[[ The data open ]]

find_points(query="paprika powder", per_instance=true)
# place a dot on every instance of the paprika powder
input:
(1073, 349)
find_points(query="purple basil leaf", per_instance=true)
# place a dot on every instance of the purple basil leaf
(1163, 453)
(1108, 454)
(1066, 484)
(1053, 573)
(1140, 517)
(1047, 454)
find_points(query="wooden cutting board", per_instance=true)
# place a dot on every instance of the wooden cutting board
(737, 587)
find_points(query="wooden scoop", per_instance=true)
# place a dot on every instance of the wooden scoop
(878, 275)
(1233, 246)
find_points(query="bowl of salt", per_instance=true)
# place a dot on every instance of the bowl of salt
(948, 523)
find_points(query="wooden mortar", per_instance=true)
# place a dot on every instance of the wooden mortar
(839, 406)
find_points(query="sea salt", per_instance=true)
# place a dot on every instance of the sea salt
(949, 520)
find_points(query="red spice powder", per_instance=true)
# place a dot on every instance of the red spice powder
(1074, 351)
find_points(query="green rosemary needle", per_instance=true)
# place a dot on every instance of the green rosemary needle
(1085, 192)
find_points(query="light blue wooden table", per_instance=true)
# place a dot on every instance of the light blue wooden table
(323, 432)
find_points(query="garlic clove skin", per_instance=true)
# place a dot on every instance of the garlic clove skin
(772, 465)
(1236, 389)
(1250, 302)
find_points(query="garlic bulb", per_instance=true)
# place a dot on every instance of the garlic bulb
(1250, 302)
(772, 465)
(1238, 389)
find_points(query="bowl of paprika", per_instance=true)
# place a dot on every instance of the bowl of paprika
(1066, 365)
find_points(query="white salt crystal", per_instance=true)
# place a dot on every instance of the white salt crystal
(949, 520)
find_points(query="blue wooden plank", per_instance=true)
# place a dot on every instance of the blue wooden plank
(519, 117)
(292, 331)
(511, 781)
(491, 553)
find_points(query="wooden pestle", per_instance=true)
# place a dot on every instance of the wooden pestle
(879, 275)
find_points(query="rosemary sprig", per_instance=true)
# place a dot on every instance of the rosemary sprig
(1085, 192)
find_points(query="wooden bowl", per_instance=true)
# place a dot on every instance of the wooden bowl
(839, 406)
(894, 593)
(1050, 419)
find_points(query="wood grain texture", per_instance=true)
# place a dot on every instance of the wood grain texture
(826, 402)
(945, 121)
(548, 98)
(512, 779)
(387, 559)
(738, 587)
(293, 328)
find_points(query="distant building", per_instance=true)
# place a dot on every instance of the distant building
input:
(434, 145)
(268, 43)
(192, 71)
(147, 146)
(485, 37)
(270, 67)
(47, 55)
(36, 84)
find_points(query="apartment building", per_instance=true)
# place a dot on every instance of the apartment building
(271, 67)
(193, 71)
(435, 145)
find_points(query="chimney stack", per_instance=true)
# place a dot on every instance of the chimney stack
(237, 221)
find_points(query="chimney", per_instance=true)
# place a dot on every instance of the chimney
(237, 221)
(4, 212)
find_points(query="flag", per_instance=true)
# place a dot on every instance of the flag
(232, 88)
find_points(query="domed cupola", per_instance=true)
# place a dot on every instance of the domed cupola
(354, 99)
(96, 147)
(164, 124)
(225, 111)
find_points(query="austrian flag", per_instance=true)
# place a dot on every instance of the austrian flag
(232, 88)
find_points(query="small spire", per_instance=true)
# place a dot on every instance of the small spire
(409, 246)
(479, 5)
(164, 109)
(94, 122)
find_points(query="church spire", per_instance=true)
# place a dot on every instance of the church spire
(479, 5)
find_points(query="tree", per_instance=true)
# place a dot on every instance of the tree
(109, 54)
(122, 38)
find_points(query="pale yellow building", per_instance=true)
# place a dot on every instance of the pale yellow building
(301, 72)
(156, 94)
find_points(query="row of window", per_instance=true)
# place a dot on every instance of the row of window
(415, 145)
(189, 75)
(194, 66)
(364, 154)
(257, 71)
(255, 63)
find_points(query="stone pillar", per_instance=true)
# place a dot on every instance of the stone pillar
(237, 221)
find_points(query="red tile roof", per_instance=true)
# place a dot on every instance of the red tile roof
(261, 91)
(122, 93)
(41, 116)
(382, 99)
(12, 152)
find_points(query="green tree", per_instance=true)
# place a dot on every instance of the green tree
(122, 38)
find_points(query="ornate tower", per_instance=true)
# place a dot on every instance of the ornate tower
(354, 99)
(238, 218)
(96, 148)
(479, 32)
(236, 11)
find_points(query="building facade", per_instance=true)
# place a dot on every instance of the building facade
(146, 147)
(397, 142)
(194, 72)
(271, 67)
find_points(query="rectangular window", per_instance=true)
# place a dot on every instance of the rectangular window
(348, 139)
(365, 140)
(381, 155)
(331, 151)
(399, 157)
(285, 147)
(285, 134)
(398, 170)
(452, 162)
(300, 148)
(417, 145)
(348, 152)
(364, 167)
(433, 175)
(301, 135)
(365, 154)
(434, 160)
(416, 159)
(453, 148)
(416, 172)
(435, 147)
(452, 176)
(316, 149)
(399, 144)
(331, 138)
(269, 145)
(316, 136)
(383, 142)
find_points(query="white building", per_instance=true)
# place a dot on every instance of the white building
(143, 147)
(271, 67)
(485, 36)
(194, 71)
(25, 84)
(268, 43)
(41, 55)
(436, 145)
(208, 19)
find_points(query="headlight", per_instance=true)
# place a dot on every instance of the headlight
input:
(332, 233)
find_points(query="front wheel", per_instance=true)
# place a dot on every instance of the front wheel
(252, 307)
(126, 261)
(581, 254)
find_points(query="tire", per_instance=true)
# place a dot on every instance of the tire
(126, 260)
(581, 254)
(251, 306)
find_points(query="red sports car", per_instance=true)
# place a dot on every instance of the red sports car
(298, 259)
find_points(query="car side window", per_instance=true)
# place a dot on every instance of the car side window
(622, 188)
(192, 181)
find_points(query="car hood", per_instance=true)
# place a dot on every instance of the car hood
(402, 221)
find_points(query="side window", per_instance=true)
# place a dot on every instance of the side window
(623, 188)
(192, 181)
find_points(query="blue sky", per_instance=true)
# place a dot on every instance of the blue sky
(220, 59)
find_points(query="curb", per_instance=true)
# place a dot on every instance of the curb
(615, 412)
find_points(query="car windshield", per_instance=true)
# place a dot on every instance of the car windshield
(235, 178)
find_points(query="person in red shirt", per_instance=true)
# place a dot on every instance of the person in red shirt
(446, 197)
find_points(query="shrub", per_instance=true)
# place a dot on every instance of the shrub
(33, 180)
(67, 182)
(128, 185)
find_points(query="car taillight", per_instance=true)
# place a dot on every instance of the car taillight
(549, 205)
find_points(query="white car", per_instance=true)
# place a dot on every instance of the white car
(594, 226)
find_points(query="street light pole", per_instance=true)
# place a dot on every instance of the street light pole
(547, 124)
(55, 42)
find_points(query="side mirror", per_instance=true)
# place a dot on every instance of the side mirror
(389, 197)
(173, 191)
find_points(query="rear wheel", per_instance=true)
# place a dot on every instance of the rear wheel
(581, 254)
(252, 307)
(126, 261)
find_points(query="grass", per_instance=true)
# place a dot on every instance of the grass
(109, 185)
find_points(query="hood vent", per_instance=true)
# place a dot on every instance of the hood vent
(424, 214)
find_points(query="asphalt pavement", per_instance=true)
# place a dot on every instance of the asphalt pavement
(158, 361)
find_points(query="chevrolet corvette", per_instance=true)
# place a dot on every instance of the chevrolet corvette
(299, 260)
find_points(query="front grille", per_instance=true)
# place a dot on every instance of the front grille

[[ The data closed ]]

→ Try it
The answer must be all of the entries, restated exactly.

→ Response to this exercise
find_points(query="paprika powder", per_instance=true)
# place a dot on every instance of the paprika powder
input:
(1073, 349)
find_points(query="purple basil leaf", per_instance=true)
# place a dot on every instance of the purple basil leaf
(1163, 453)
(1108, 454)
(1066, 484)
(1053, 573)
(1140, 517)
(1047, 454)
find_points(query="wooden cutting board", per_instance=true)
# place a dot on every instance of the wooden cutting board
(737, 587)
find_points(query="wooden scoop", per_instance=true)
# place a dot on every instance of the wooden scoop
(878, 275)
(1233, 246)
find_points(query="bowl of salt", per_instance=true)
# place a dot on every instance of the bowl of salt
(948, 523)
find_points(query="wooden mortar", per_instance=true)
# place a dot on every instance of the wooden mortar
(839, 406)
find_points(query="sea salt", per_instance=true)
# place a dot on every instance of the sea salt
(949, 520)
find_points(query="red spice powder", per_instance=true)
# place a dot on every instance of the red spice powder
(1074, 351)
find_points(query="green rosemary needle", per_instance=true)
# place a dot on every instance of the green rosemary needle
(1085, 192)
find_points(query="light blue wooden table", per_instance=true)
# place a dot on every instance of the light blue wooden table
(323, 432)
find_points(query="garlic clove skin", per_instance=true)
# place a dot on every instance of the garlic clove skin
(772, 465)
(1236, 389)
(1250, 302)
find_points(query="garlic bulb", per_instance=true)
# place a dot on every instance of the garlic bulb
(1250, 302)
(772, 465)
(1238, 389)
find_points(query="bowl of paprika", per_instance=true)
# place a dot on every instance of the bowl of paprika
(1066, 365)
find_points(query="white salt crystal", per_instance=true)
# place a dot on every instance of the white salt crystal
(949, 520)
find_points(query="blue wooden plank", per_instance=true)
# place a dot on every instance of the blue wooden plank
(519, 117)
(292, 331)
(511, 781)
(491, 553)
find_points(query="wooden pestle", per_instance=true)
# place a dot on every instance of the wooden pestle
(879, 275)
find_points(query="rosemary sprig", per_instance=true)
# place a dot on every instance of the rosemary sprig
(1085, 192)
find_points(query="wooden bowl", per_instance=true)
# place a dot on every instance of the wooden bowl
(839, 406)
(894, 593)
(1050, 419)
find_points(query="wood grain texture", per_instance=true)
# place a dot on every instance of the wood grain texture
(826, 402)
(945, 121)
(548, 98)
(512, 779)
(387, 559)
(738, 587)
(293, 328)
find_points(query="distant building", per_instance=true)
# place a dot on every instance of the distant building
input:
(434, 145)
(268, 43)
(192, 71)
(147, 146)
(485, 37)
(270, 67)
(47, 55)
(36, 84)
find_points(query="apartment building", per_instance=true)
# place a dot on every instance of the apartment building
(271, 67)
(193, 71)
(435, 145)
find_points(query="chimney stack", per_instance=true)
# place a dot on every instance of the chimney stack
(237, 221)
find_points(query="chimney", per_instance=true)
# place a dot on every instance of the chimney
(237, 221)
(4, 212)
find_points(query="flag", per_instance=true)
# place a dot on every instance of the flag
(232, 88)
find_points(query="domed cupola", per_instance=true)
# place a dot on every instance of the domed cupola
(354, 99)
(96, 147)
(164, 124)
(225, 111)
find_points(query="austrian flag", per_instance=true)
# place a dot on every instance of the austrian flag
(232, 88)
find_points(query="small spire", per_instance=true)
# place a dot on every instance of the small spire
(409, 246)
(479, 5)
(164, 109)
(94, 122)
find_points(query="church spire", per_instance=true)
# place a dot on every instance of the church spire
(479, 5)
find_points(query="tree", per_instance=true)
# place a dot on every instance of the tree
(109, 54)
(122, 38)
find_points(query="pale yellow building", per_instance=true)
# place a dot on every instance of the pale yellow building
(301, 72)
(156, 94)
find_points(query="row of window", per_instance=true)
# place a dot on every instance of the row of window
(415, 145)
(189, 75)
(194, 66)
(364, 154)
(257, 71)
(255, 63)
find_points(query="stone pillar", per_instance=true)
# place a dot on every instance of the stone pillar
(237, 221)
find_points(query="red tile roof", per_instance=true)
# place a dot on every instance of the red tile roof
(261, 91)
(122, 93)
(41, 116)
(382, 99)
(12, 152)
find_points(query="green tree", per_instance=true)
# place a dot on every instance of the green tree
(122, 38)
find_points(query="ornate tower", per_instance=true)
# place a dot on every instance of the ornate tower
(354, 99)
(238, 218)
(96, 148)
(479, 32)
(236, 11)
find_points(query="building facade", per_instance=true)
# place a dot on every instance of the building facade
(146, 147)
(397, 142)
(194, 72)
(271, 67)
find_points(query="rectangular window", per_instance=true)
# place a dot on every instance of the rectangular window
(348, 139)
(365, 140)
(381, 155)
(331, 151)
(399, 157)
(285, 147)
(285, 134)
(398, 170)
(452, 162)
(300, 148)
(417, 145)
(348, 152)
(364, 167)
(433, 175)
(301, 135)
(365, 154)
(434, 160)
(416, 159)
(453, 148)
(416, 172)
(435, 147)
(452, 176)
(316, 149)
(399, 144)
(331, 138)
(269, 145)
(316, 136)
(383, 142)
find_points(query="white building", per_instance=true)
# place a dot on every instance of the white building
(143, 147)
(271, 67)
(485, 36)
(194, 71)
(25, 84)
(268, 43)
(41, 55)
(436, 145)
(208, 19)
find_points(query="headlight", per_instance=true)
# place a dot on every instance of the headlight
input:
(332, 233)
find_points(query="front wheel", per_instance=true)
# place a dot on every instance of the front wheel
(252, 307)
(126, 261)
(581, 254)
find_points(query="tire", per_instance=true)
# place a dot on every instance of the tire
(126, 260)
(581, 254)
(251, 306)
find_points(query="red sports car", per_instance=true)
# place a dot on every instance of the red sports car
(298, 259)
find_points(query="car side window", per_instance=true)
# place a dot on every instance of the car side window
(622, 188)
(192, 181)
find_points(query="car hood", per_instance=true)
# place a dot on every instance of the car hood
(402, 221)
find_points(query="side window", per_instance=true)
# place a dot on every instance of the side window
(623, 188)
(192, 181)
find_points(query="blue sky", per_instance=true)
# place a dot on every instance of the blue sky
(220, 59)
find_points(query="curb", per_instance=true)
# place a dot on every instance of the curb
(615, 412)
find_points(query="car windshield", per_instance=true)
# place a dot on every instance of the car windshield
(235, 178)
find_points(query="person in red shirt", per_instance=true)
# place a dot on every instance of the person in red shirt
(446, 197)
find_points(query="shrub", per_instance=true)
# place a dot on every instance of the shrub
(33, 180)
(67, 182)
(128, 185)
find_points(query="car taillight", per_instance=true)
# place a dot on every instance of the car taillight
(549, 205)
find_points(query="white car", per_instance=true)
# place a dot on every instance of the white car
(594, 226)
find_points(query="street light pole", per_instance=true)
# place a dot on every instance of the street light pole
(547, 124)
(55, 42)
find_points(query="side mirror", per_instance=true)
# place a dot on every instance of the side mirror
(389, 197)
(173, 191)
find_points(query="rear wheel", per_instance=true)
# place a dot on every instance of the rear wheel
(581, 254)
(252, 307)
(126, 261)
find_points(query="grass", per_instance=true)
# place a dot on every instance of the grass
(109, 185)
find_points(query="hood vent", per_instance=true)
# place a dot on every instance of the hood vent
(424, 214)
find_points(query="asphalt pavement", per_instance=true)
# place a dot on every instance of the asphalt pavement
(158, 361)
find_points(query="chevrolet corvette", per_instance=true)
# place a dot on every instance of the chevrolet corvette
(299, 260)
find_points(query="front grille", per_instance=true)
# place a dot on every instance of the front grille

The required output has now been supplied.